start RECORD LIST
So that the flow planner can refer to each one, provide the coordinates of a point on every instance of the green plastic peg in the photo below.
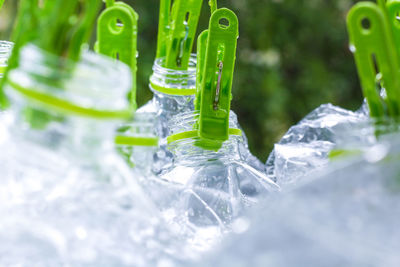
(163, 28)
(371, 37)
(117, 37)
(213, 5)
(393, 9)
(216, 53)
(182, 27)
(217, 79)
(201, 57)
end RECORD LIST
[WORK TO BE COMPLETED]: How many lines of the entries contain the word "that"? Reply with the number only.

[EXPECTED ANSWER]: 1